Quote the lines from the line holding "TARGET = green lawn" to the very end of the listing, exactly, and no others.

**Entries from a pointing dataset:**
==============================

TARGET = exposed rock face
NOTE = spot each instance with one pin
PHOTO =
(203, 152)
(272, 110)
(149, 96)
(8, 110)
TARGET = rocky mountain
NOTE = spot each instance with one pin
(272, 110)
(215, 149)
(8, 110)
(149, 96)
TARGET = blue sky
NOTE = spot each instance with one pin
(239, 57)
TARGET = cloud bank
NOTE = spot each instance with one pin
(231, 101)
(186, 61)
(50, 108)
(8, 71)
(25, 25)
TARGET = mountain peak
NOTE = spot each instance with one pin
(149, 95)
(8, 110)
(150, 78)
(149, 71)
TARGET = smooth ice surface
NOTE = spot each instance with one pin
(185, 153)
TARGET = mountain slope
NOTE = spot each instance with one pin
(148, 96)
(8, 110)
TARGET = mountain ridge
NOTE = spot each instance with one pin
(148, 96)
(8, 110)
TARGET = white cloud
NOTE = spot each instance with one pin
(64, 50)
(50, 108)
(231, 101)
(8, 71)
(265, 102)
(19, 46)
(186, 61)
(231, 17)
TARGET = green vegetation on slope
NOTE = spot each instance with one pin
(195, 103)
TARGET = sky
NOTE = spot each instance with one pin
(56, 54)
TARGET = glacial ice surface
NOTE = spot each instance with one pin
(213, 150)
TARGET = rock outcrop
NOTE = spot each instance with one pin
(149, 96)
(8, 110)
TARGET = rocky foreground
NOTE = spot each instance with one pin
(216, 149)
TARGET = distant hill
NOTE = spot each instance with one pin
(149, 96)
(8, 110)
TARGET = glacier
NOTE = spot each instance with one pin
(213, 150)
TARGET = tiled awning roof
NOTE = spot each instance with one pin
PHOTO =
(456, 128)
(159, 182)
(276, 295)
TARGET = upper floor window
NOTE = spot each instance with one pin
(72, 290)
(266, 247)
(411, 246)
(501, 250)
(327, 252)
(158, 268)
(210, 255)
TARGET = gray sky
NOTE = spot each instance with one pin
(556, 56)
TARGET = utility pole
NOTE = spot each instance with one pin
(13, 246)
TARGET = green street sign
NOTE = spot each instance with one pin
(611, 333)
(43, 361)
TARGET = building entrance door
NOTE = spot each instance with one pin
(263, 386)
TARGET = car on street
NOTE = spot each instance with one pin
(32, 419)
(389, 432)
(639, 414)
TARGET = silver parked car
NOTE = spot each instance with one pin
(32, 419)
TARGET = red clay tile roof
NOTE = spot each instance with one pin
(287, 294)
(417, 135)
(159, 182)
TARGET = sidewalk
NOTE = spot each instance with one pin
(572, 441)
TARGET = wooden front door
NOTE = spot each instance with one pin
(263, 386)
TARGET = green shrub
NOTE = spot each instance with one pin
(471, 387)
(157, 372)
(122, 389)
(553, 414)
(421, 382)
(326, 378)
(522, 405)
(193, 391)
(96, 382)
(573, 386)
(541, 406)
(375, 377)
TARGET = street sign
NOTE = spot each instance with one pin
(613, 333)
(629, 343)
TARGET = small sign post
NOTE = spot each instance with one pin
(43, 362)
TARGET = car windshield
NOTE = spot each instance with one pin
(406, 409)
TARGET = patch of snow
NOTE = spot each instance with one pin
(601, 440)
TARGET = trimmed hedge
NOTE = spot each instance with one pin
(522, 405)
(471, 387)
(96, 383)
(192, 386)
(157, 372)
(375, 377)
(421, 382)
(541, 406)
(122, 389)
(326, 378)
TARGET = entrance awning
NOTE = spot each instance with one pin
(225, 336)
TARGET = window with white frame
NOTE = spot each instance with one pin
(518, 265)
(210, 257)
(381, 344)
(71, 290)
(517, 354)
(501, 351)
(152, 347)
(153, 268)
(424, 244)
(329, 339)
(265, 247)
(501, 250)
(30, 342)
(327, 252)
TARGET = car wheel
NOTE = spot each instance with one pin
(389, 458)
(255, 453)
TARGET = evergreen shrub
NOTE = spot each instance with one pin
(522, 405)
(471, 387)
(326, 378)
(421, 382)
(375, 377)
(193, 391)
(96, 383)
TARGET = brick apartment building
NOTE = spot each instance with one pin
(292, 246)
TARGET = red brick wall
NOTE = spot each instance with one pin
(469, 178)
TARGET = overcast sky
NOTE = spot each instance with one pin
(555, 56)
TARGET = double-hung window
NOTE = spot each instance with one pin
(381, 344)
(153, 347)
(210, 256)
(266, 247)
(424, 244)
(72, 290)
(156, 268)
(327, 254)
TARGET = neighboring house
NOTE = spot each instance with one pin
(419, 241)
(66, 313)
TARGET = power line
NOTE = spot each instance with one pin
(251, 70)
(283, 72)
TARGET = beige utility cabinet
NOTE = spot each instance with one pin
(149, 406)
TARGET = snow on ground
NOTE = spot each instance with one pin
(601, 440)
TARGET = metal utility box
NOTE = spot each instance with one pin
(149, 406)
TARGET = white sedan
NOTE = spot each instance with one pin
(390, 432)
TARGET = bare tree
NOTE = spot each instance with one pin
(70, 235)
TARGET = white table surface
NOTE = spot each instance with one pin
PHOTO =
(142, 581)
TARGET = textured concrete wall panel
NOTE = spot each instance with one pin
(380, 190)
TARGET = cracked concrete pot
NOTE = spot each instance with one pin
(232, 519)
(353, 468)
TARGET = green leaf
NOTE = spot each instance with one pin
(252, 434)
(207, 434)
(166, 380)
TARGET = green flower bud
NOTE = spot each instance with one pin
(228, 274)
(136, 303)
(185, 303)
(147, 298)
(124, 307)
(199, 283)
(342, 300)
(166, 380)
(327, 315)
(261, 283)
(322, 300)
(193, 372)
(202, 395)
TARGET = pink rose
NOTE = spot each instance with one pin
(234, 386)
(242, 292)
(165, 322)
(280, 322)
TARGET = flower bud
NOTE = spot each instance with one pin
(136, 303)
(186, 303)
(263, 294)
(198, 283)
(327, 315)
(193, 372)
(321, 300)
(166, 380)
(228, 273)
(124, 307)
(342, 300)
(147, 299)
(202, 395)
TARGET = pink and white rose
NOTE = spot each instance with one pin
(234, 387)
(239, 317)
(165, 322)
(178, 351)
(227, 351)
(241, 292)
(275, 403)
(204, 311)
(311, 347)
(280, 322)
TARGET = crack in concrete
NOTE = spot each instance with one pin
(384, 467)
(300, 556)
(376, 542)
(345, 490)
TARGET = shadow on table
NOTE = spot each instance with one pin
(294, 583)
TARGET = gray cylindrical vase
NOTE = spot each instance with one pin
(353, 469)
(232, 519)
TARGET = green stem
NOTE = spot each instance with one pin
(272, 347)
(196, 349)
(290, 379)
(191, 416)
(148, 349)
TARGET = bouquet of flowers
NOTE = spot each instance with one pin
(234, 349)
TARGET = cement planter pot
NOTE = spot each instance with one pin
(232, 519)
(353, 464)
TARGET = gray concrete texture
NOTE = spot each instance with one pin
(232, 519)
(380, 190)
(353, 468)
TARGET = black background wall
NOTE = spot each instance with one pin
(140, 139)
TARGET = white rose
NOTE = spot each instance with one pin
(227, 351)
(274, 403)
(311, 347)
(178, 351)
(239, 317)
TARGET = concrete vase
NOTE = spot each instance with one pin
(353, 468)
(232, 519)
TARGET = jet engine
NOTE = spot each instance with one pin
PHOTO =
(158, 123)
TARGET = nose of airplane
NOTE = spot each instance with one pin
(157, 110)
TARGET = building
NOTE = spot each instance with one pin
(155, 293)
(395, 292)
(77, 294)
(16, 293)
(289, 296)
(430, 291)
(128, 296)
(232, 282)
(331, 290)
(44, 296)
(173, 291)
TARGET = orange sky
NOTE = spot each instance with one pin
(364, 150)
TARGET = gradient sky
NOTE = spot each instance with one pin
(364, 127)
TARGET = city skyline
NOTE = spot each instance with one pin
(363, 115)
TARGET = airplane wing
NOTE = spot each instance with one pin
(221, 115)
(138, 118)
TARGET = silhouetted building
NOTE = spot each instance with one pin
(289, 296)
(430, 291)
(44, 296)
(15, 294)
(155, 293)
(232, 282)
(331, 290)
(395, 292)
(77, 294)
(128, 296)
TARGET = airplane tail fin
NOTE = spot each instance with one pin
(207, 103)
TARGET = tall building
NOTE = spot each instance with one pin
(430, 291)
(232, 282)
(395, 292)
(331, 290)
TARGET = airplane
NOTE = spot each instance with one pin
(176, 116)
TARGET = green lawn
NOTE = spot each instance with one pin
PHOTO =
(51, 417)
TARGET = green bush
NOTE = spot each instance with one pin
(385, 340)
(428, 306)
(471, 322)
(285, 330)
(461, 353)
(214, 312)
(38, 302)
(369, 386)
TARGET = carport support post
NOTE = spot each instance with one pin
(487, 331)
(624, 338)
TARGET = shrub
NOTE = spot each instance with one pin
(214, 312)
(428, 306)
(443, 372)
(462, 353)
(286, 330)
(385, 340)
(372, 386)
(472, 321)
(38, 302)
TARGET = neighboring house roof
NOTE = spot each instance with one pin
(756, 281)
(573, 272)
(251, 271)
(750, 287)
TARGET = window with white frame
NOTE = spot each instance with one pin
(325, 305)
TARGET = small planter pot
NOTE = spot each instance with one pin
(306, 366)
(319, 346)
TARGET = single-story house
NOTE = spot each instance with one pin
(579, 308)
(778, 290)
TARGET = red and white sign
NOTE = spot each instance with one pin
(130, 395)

==============================

**Full answer:**
TARGET = green lawn
NOTE = spot each instance with one pin
PHOTO =
(51, 417)
TARGET = green bush
NOTE = spot each instance with one pin
(385, 340)
(428, 306)
(471, 322)
(285, 330)
(461, 353)
(214, 312)
(38, 302)
(369, 386)
TARGET = carport support post
NOTE = spot each instance with one pin
(487, 331)
(624, 338)
TARGET = shrub
NOTE = spot each instance with one pin
(214, 312)
(428, 306)
(443, 372)
(462, 353)
(286, 330)
(385, 340)
(372, 386)
(472, 321)
(38, 302)
TARGET = neighboring house roof
NOTE = spot each instance with one pin
(756, 281)
(573, 272)
(251, 271)
(750, 287)
TARGET = window with white frame
NOTE = spot each instance with one pin
(325, 305)
TARGET = small planter pot
NOTE = spot each instance with one pin
(306, 366)
(319, 346)
TARGET = single-story house
NOTE = spot each instance with one pin
(579, 308)
(778, 290)
TARGET = red and white sign
NOTE = spot each instance with one pin
(130, 395)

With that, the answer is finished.